§ YOUR INSTRUCTIONS
Copy the data from the line with "Box the four-leaf clover." up to and including the line with "[167, 166, 265, 257]", keeping every line unchanged and leaving the pictures out.
· · · · ·
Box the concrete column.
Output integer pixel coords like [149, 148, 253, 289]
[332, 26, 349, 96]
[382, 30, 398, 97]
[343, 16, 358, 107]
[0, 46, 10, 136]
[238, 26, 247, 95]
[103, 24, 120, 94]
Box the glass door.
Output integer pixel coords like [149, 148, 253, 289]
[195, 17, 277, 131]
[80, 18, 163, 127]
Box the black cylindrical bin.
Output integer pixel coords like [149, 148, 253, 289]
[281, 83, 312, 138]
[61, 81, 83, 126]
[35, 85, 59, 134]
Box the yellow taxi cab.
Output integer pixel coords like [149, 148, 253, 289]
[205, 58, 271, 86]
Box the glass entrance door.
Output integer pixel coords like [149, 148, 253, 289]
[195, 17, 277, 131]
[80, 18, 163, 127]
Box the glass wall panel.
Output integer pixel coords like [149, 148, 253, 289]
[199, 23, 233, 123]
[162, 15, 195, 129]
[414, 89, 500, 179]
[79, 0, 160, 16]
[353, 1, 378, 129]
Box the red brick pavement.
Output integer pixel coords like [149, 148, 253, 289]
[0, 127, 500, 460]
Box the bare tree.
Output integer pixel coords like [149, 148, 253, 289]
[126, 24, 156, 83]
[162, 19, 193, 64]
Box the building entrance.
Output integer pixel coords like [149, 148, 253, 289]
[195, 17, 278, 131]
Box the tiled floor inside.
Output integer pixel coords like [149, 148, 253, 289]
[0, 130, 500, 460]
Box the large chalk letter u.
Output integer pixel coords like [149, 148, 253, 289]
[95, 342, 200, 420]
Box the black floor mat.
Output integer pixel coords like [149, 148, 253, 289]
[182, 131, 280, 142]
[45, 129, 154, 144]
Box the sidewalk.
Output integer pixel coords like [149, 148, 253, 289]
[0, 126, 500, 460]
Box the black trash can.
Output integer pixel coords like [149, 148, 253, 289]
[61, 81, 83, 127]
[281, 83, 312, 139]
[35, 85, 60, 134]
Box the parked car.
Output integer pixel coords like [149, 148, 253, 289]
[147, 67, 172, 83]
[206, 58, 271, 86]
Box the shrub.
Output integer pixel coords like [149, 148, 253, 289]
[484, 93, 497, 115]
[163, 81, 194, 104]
· · · · ·
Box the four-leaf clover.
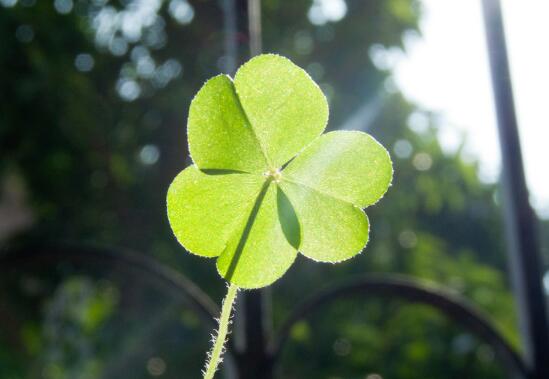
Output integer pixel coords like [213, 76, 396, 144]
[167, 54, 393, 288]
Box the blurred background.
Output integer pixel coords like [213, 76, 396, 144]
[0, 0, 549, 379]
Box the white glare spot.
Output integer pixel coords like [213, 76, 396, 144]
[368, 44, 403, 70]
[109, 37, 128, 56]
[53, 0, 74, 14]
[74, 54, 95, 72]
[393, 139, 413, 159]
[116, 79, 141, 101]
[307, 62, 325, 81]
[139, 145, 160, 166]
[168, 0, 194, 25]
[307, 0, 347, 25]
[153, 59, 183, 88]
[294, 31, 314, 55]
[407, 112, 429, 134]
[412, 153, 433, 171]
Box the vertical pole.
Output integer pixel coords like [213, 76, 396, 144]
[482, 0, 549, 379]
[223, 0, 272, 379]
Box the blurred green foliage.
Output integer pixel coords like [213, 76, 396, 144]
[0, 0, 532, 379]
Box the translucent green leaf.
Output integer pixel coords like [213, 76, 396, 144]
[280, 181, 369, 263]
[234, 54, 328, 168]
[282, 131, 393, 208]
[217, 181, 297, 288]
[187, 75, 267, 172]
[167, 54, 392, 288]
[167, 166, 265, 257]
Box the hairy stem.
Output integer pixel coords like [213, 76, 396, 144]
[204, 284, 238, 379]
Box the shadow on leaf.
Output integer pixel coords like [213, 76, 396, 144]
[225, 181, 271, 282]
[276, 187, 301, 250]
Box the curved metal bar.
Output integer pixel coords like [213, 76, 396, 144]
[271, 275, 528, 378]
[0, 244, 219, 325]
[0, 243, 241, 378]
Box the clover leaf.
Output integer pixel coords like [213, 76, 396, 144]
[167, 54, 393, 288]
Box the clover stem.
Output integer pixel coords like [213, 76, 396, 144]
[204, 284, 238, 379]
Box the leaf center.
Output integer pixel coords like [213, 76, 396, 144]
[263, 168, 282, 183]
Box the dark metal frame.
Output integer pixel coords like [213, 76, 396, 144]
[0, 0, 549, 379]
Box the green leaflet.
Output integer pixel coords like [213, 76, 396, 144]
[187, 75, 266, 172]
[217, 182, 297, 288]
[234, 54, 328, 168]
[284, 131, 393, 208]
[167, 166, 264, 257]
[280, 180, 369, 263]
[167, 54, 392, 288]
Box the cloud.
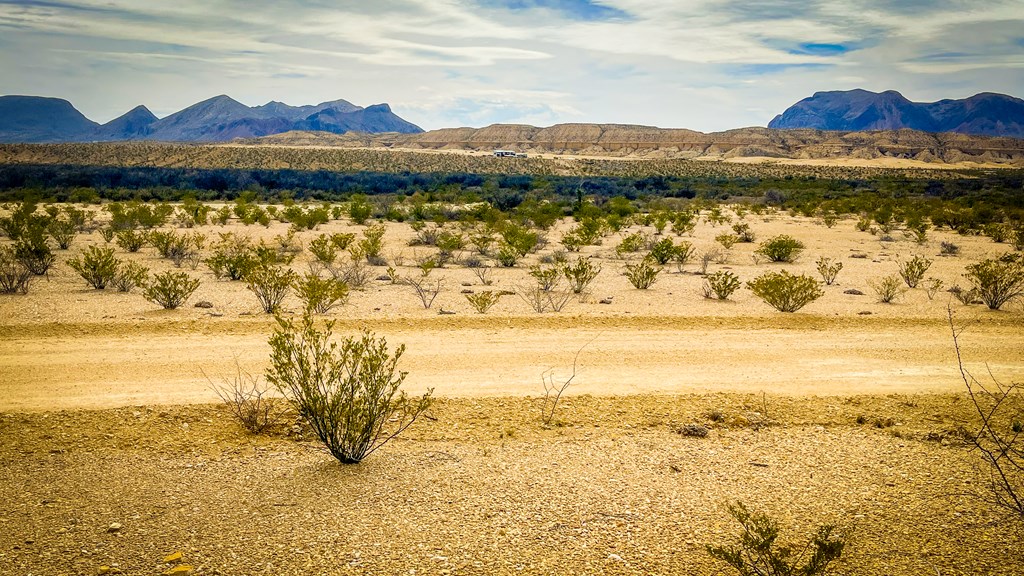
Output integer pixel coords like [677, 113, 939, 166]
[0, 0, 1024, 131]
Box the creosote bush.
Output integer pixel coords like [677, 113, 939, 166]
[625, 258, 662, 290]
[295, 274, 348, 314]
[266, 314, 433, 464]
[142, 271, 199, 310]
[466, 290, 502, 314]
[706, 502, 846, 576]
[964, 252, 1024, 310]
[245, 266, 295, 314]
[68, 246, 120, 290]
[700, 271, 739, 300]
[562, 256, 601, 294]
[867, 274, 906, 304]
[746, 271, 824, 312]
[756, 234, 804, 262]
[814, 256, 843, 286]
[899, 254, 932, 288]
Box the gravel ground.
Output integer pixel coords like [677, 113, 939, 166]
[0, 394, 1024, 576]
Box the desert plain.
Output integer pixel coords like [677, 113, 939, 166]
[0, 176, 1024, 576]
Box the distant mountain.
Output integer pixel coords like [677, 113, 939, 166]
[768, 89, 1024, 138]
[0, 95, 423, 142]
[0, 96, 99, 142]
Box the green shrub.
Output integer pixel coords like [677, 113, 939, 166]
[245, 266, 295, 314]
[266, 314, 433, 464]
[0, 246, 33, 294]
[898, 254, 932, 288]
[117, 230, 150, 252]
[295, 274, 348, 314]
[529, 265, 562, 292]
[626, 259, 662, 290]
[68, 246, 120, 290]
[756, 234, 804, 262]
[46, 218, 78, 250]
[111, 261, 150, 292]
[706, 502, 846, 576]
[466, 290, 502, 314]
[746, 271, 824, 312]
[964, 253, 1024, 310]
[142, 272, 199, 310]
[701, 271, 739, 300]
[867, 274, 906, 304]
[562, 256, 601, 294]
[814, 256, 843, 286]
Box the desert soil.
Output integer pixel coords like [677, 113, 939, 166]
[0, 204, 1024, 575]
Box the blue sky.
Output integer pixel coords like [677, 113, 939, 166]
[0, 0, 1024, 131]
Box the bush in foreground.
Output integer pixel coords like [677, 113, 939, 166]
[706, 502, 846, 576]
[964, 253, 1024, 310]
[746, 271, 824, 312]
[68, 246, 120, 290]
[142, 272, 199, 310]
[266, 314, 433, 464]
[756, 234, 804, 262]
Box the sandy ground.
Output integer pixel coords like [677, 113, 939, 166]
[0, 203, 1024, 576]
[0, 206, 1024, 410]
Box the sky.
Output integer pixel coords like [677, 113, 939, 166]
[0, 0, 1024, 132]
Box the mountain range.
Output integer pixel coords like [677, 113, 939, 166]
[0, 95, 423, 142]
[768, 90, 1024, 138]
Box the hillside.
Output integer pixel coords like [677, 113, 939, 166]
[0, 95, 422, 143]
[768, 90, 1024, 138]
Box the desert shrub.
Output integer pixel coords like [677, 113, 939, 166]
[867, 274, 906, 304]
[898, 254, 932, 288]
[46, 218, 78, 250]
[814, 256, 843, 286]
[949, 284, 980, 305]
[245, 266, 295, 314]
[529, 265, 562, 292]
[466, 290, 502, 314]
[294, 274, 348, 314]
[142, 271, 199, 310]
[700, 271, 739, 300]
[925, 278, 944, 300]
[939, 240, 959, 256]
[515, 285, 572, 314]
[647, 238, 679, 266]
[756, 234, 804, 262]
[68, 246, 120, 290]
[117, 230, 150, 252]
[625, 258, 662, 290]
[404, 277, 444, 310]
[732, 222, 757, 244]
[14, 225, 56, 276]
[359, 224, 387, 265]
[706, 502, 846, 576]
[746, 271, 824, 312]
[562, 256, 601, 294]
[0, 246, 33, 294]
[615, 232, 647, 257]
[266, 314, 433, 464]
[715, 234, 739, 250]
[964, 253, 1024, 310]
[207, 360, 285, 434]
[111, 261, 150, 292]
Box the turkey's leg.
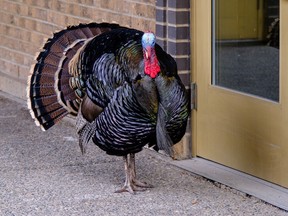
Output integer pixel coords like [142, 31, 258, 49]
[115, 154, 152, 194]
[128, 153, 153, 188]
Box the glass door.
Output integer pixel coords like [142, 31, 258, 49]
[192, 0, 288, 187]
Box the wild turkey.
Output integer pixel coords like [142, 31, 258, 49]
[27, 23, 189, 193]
· · · · ·
§ RESULT OF THE EXERCISE
Box the four-leaf clover.
Output integer pixel coords like [213, 76, 396, 144]
[167, 54, 393, 288]
Box the blurred background.
Output integer pixel coords like [213, 76, 396, 144]
[0, 0, 549, 379]
Box the white glare spot.
Output integer pixel coords like [213, 76, 396, 144]
[368, 44, 403, 70]
[109, 37, 128, 56]
[53, 0, 74, 14]
[74, 54, 95, 72]
[393, 139, 413, 159]
[116, 79, 141, 101]
[307, 62, 325, 81]
[139, 145, 160, 166]
[168, 0, 194, 25]
[307, 0, 347, 25]
[153, 59, 183, 88]
[294, 31, 314, 55]
[407, 112, 429, 134]
[412, 153, 433, 171]
Box the vertical pole.
Output integer pixel coords like [213, 76, 396, 144]
[482, 0, 549, 379]
[223, 0, 272, 379]
Box the blurred green foliage.
Output integer pixel coords like [213, 76, 396, 144]
[0, 0, 532, 379]
Box the translucent green leaf.
Output integer pixel coords like [213, 76, 396, 144]
[280, 181, 369, 263]
[234, 54, 328, 168]
[282, 131, 393, 208]
[217, 181, 297, 288]
[187, 75, 267, 172]
[167, 54, 392, 288]
[167, 166, 265, 257]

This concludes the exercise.